- Set problem
Which lines in the data below contain the string "small"? Report every such line in full, and treat uppercase and lowercase letters as different.
---------- Input for this task ----------
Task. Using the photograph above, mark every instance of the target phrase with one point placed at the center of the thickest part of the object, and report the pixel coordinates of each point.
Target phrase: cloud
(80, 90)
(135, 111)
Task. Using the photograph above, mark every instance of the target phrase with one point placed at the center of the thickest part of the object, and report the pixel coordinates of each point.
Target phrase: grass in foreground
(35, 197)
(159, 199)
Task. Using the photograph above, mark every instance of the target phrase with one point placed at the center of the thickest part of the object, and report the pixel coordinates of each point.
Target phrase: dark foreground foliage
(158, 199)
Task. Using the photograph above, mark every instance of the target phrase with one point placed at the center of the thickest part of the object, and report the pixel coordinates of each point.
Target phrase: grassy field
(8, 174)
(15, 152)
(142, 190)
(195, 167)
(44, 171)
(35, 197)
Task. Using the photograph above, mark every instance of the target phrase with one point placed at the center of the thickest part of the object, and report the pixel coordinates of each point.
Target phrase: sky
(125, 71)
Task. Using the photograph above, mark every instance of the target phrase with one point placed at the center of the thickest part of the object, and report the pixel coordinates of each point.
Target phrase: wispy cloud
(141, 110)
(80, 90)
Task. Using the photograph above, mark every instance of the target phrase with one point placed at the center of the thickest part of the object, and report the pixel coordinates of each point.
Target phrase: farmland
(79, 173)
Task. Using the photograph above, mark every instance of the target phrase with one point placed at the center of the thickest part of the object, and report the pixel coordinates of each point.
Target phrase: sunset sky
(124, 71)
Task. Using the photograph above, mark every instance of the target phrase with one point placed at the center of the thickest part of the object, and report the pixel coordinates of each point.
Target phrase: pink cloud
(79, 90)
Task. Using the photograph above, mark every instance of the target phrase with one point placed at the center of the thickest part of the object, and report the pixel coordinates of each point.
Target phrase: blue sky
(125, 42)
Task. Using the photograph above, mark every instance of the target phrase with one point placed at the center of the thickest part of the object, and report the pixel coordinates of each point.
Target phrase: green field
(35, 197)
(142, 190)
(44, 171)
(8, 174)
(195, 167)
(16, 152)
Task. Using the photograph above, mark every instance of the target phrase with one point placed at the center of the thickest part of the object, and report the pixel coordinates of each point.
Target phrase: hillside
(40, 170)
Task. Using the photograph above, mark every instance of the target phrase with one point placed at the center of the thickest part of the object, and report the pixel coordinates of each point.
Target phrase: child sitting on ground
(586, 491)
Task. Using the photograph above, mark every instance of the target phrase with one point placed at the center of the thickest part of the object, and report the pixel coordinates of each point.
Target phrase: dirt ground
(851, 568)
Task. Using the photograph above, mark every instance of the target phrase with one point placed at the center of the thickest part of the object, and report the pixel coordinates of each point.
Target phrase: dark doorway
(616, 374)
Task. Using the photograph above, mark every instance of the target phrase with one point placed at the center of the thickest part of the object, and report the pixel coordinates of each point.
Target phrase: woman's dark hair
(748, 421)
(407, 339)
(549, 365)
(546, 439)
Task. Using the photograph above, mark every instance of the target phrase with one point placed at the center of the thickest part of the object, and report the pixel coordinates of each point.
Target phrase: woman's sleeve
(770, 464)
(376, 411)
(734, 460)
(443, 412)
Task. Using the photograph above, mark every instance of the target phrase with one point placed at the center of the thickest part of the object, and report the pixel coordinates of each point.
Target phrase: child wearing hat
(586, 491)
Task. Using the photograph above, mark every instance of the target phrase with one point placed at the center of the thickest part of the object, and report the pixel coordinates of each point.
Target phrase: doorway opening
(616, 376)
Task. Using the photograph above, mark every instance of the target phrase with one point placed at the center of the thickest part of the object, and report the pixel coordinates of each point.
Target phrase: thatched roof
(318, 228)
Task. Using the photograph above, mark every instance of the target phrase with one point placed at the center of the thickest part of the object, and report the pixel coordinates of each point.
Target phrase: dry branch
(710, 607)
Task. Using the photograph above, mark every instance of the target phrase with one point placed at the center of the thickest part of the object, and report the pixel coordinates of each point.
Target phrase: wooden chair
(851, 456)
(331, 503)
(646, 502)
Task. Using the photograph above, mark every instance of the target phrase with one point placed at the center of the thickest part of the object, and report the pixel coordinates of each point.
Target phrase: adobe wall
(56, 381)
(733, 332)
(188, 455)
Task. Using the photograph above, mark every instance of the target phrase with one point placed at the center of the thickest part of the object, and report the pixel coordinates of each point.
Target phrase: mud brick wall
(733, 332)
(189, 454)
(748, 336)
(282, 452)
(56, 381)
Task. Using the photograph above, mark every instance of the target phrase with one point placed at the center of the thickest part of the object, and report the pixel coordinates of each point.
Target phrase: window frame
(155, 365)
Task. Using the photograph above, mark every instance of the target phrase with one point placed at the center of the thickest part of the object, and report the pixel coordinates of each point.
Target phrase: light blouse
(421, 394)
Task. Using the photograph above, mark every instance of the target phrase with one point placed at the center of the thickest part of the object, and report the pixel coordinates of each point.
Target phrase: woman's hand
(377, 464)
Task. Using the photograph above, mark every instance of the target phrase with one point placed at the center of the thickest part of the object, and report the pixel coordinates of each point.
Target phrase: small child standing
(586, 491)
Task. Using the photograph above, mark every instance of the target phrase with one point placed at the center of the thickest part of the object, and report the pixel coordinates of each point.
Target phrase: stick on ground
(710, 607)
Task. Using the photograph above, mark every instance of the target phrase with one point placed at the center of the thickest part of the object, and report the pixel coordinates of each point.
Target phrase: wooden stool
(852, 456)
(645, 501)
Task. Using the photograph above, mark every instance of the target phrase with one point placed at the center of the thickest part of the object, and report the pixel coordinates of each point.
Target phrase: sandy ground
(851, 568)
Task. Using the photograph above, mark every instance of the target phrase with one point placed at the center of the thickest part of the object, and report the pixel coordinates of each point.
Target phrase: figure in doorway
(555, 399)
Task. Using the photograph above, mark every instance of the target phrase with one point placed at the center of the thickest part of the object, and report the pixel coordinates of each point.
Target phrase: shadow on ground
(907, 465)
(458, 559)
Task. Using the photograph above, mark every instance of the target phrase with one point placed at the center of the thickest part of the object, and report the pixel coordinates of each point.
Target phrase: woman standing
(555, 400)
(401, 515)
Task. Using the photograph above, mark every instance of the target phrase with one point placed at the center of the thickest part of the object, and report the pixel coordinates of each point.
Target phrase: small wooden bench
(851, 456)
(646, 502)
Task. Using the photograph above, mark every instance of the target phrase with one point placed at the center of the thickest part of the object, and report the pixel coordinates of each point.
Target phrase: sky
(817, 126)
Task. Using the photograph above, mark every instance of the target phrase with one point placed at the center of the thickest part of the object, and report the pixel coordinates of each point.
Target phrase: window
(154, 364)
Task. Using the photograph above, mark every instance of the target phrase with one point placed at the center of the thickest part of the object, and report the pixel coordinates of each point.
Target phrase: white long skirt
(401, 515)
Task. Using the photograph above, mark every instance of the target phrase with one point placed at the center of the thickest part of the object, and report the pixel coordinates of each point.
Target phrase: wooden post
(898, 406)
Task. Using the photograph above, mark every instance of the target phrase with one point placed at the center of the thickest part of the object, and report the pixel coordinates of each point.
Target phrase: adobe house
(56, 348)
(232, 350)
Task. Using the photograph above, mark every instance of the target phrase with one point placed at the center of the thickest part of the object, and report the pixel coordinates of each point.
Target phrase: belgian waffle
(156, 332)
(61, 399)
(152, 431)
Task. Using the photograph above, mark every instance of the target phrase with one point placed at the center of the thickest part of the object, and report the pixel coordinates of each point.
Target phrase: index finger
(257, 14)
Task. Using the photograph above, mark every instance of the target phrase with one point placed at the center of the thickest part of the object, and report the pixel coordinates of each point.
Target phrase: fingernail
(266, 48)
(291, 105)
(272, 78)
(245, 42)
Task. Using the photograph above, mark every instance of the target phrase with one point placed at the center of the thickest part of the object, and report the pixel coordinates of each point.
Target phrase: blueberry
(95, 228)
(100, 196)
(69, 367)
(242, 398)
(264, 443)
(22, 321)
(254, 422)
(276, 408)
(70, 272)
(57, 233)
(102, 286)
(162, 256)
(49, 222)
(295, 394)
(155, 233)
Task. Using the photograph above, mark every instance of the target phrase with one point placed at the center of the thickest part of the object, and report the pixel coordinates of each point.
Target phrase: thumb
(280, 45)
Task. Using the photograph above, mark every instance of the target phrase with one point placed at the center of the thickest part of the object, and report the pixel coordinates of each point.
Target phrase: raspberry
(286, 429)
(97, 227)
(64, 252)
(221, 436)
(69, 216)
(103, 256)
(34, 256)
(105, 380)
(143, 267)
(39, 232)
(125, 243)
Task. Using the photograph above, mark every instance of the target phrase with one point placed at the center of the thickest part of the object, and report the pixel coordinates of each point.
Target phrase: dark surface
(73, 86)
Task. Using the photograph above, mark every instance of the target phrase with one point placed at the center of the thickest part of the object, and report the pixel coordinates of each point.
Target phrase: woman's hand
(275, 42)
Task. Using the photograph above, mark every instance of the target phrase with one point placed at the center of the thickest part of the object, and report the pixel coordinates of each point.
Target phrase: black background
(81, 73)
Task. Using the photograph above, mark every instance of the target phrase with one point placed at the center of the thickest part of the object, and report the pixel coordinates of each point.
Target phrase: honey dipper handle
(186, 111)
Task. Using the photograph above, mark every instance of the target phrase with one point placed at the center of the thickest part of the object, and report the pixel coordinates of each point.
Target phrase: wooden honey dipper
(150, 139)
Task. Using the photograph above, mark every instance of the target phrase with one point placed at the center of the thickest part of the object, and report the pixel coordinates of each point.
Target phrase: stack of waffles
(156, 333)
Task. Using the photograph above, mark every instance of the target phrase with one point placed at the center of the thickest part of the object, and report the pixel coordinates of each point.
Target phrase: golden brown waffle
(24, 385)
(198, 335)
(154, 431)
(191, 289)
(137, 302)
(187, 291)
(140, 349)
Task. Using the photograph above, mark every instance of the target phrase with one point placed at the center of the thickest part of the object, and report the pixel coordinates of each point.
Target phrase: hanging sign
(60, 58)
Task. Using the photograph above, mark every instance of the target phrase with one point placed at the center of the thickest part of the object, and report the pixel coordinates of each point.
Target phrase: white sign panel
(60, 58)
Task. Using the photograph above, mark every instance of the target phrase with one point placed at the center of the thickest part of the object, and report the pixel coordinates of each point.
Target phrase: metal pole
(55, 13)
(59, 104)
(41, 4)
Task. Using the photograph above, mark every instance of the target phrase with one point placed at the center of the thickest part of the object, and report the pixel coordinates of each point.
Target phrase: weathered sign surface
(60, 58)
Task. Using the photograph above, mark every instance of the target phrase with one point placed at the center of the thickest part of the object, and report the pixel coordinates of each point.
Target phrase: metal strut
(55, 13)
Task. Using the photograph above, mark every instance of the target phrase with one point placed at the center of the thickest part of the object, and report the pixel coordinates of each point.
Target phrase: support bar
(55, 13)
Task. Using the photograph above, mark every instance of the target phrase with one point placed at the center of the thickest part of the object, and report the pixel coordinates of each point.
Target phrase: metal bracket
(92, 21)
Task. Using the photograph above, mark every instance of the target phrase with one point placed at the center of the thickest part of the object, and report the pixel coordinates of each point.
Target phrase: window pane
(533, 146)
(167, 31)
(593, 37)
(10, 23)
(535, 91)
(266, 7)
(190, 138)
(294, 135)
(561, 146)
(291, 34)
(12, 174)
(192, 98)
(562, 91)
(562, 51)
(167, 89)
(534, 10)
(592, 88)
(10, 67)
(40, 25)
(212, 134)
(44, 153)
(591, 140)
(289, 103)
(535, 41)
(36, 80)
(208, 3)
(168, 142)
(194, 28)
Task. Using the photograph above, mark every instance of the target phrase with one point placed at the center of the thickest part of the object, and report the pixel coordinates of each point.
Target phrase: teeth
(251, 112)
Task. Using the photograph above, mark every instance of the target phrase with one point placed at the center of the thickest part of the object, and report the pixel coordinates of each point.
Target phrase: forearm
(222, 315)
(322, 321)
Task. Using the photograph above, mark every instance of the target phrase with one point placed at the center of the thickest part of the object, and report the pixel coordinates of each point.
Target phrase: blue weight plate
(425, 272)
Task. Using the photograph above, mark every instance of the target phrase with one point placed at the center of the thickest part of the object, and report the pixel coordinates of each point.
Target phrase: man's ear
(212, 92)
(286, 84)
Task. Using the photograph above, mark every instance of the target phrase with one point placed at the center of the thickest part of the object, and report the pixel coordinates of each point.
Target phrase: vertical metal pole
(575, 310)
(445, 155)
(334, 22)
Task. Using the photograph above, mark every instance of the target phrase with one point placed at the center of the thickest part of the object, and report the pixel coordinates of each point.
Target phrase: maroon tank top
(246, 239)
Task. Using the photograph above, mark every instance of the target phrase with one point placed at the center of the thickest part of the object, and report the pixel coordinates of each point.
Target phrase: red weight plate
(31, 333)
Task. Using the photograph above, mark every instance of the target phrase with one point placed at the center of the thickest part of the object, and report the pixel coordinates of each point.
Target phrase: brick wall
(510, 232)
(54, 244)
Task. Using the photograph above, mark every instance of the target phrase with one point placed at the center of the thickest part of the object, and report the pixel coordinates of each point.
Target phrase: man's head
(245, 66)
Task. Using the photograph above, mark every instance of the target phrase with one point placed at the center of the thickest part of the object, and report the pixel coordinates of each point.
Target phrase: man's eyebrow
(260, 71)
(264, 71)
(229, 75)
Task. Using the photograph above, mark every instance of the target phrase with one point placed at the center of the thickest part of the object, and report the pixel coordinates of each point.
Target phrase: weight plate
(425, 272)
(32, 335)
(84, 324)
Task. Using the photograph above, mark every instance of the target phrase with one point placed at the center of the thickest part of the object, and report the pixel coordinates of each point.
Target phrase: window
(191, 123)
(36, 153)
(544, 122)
----------
- Finished answer
Target phrase: small child standing
Target phrase: small wooden bench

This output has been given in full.